- _Information given_
☆ ☆ ☆ ☆
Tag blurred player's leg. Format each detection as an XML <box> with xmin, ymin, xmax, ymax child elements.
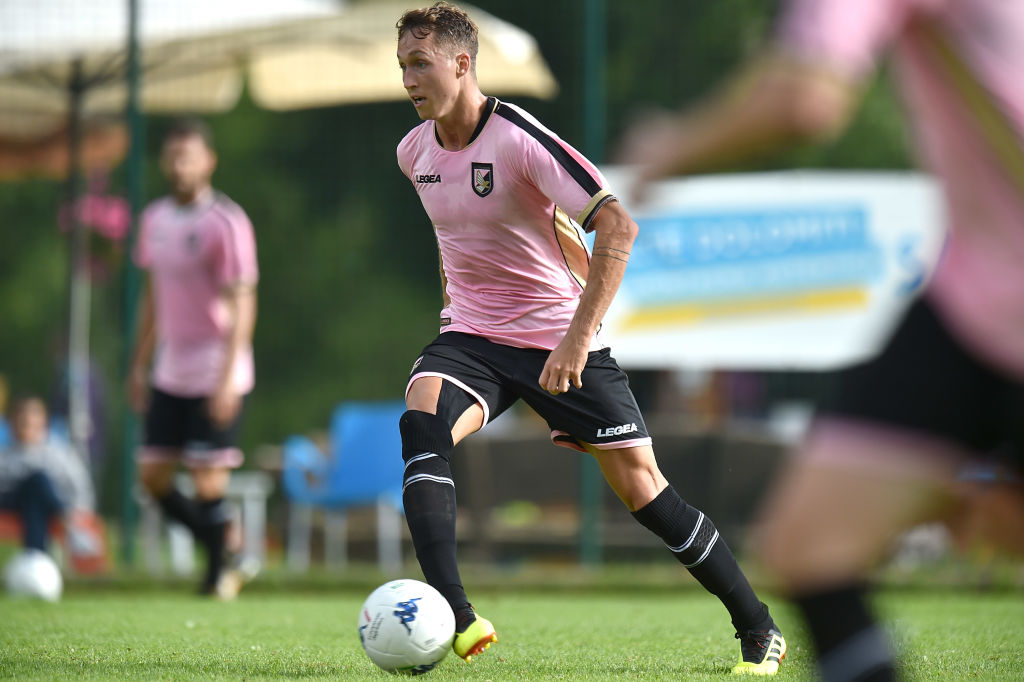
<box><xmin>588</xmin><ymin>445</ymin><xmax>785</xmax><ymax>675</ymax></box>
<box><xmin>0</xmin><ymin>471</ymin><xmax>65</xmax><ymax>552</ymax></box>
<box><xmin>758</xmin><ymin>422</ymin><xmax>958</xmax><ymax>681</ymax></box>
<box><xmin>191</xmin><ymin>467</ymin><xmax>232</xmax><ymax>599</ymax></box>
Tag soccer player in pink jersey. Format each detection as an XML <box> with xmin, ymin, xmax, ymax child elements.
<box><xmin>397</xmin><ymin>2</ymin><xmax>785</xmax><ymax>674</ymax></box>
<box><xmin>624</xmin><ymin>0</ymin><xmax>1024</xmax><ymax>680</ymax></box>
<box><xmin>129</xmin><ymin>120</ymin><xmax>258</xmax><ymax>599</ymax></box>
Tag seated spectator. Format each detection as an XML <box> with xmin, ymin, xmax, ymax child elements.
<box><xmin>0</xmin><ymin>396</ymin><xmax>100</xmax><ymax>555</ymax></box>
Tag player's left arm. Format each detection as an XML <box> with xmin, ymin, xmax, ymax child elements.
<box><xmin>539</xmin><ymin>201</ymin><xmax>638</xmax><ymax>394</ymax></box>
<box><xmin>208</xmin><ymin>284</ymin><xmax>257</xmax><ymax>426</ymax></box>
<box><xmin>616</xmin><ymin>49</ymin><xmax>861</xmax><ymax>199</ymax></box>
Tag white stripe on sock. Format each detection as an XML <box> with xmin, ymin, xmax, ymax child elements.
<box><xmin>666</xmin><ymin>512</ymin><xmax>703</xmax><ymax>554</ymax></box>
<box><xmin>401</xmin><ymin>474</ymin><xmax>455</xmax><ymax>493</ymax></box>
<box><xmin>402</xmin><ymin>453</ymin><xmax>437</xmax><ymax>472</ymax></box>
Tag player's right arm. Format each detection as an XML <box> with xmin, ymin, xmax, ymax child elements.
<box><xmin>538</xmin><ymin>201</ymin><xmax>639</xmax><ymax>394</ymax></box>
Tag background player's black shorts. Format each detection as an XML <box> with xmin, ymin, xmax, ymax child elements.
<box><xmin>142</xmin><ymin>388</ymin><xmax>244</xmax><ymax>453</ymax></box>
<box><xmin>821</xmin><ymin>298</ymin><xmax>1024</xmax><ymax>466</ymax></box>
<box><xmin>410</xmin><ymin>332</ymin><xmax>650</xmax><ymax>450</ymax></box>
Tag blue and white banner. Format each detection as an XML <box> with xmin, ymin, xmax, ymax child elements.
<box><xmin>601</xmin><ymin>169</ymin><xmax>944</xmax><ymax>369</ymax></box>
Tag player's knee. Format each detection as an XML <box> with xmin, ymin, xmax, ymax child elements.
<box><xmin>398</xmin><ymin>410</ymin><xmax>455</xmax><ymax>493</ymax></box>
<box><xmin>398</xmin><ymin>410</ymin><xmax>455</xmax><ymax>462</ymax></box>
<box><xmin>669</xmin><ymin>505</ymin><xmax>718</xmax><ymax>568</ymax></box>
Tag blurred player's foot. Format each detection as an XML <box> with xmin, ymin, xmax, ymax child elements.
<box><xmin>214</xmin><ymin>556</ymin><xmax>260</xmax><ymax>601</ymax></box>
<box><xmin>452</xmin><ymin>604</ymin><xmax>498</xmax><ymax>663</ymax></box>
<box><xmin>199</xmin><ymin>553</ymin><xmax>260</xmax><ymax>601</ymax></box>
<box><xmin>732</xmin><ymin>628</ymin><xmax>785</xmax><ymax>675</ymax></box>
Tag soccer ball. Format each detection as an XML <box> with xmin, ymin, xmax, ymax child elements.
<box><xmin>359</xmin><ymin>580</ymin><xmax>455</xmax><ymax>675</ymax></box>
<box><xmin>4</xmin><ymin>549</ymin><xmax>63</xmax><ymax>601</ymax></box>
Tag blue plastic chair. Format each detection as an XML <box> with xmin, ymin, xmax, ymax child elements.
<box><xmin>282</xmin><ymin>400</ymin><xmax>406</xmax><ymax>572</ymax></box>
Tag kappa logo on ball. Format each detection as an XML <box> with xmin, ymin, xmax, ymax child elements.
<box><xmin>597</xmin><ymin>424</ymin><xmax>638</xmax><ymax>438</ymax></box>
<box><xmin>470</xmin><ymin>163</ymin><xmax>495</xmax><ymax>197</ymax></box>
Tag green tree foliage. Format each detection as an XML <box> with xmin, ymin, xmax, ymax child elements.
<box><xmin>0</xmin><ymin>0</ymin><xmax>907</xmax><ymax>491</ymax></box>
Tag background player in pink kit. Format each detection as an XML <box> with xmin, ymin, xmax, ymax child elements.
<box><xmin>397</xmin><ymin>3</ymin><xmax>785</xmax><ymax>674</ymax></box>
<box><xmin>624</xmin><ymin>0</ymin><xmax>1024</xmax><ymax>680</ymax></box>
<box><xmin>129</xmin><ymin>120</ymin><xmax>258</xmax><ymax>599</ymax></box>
☆ ☆ ☆ ☆
Count the lines in the listing above that contain the word "blurred", and reply with only the number.

- _Response to the exercise_
2